Responde estas preguntas con datos del texto sobre la expedición de Shackleton:
1. ¿Qué día comenzó el hielo a rodear al Endurance?
2. ¿De cuántos hombres era responsable Shackleton cuando el barco quedó atrapado?
3. ¿Quién era el miembro más joven de la tripulación?

- Texto mostrado
***
La historia de supervivencia de Shackleton es una de las más impresionantes en los anales de la exploración, y aún hoy en día sigue causando asombro por la capacidad que esta expedición a la Antártida tuvo para sobrevivir.
La Expedición Transantártica Imperial de Shackleton partió de Plymonth, Inglaterra, el 8 de agosto de 1914, justo cuando estallaba la Primera Guerra Mundial; la idea era atravesar a pie el continente antártico. El barco de Shackleton, con nombre Endurance, era un velero de madera con tres mástiles, un bergantín, diseñado en aquella época especialmente para soportar el hielo. En su camino hacia el sur, la última escala de los expedicionarios fue la isla Georgia del Sur, un remoto y desolado puesto avanzado subantártico del Imperio británico habitado por una pequeña comunidad de balleneros noruegos. Después de abrirse paso durante más de seis semanas a través de unos 1.500 kilómetros de témpanos de hielo, el Endurance se encontraba a unos 150 kilómetros de su destino -un día de navegación-, cuando el 18 de enero de 1915 el hielo comenzó a rodearlo. Un drástico descenso en la temperatura hizo que se helara el agua del mar, cerrándose totalmente la banquisa. El Endurance estaba atrapado.
En ese punto de la expedición Shackleton era el respondable de las vidas de 27 hombres, su capacidad de liderazgo fue fundamental para la supervivencia de todos ellos. Durante los diez meses siguientes, el Endurance navegó en zigzag más de 2000 kilómetros, arrastrado por la corriente noroeste de la banquisa. A medida que transcurrían los días, Shackleton y su tripulación sabían que el continente antártico quedaba cada vez más lejos. Algunos hombres eran marinos profesionales de la Royal Navy. Otros eran rudos pescadores que habían trabajado en arrastreros bajo el terrible frío del Atlántico Norte; otro grupo estaba formado por recién licenciados de la Universidad de Cambridge que se habían embarcado como científicos. Y Perce Blackborow, el miembro más joven de la tripulación, había viajado como polizón desde Buenos Aires. Todos se habían embarcado con diferentes esperanzas que ahora se habían evaporado de la forma más hostil.
***
- Datos disponibles
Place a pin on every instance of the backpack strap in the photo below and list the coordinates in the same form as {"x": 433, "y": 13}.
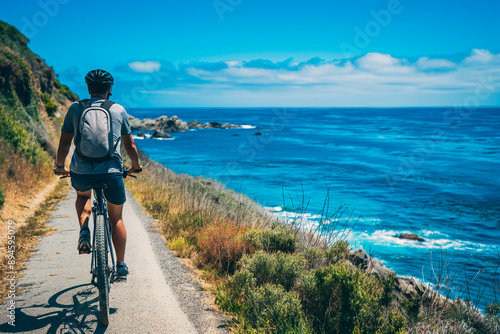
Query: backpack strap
{"x": 107, "y": 104}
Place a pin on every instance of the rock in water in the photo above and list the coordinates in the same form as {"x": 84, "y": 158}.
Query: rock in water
{"x": 174, "y": 124}
{"x": 411, "y": 236}
{"x": 160, "y": 134}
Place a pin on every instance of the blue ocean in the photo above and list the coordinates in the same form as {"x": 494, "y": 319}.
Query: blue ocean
{"x": 429, "y": 171}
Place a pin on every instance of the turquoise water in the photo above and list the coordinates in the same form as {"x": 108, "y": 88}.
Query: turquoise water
{"x": 429, "y": 171}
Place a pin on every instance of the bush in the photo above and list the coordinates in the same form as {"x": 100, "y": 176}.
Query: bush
{"x": 63, "y": 89}
{"x": 338, "y": 252}
{"x": 50, "y": 106}
{"x": 2, "y": 196}
{"x": 317, "y": 258}
{"x": 276, "y": 268}
{"x": 14, "y": 134}
{"x": 268, "y": 308}
{"x": 222, "y": 245}
{"x": 341, "y": 300}
{"x": 274, "y": 240}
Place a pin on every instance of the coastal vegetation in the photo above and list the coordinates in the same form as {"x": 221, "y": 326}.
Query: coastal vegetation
{"x": 32, "y": 101}
{"x": 273, "y": 277}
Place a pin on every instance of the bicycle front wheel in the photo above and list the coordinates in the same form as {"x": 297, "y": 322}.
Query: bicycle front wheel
{"x": 101, "y": 245}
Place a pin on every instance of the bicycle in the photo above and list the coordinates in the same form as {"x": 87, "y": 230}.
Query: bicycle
{"x": 103, "y": 275}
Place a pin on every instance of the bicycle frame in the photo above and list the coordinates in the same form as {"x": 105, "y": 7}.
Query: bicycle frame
{"x": 99, "y": 207}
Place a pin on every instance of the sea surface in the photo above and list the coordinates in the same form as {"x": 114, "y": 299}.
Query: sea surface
{"x": 429, "y": 171}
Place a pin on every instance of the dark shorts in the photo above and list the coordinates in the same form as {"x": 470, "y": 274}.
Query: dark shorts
{"x": 114, "y": 193}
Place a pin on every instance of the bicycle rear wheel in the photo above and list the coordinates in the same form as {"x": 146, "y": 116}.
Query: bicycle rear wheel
{"x": 102, "y": 268}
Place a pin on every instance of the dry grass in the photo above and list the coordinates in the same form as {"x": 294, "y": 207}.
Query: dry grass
{"x": 27, "y": 232}
{"x": 182, "y": 203}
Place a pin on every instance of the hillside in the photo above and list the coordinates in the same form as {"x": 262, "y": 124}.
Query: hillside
***
- Tarea resuelta
1. El 18 de enero de 1915.
2. De 27 hombres.
3. Perce Blackborow.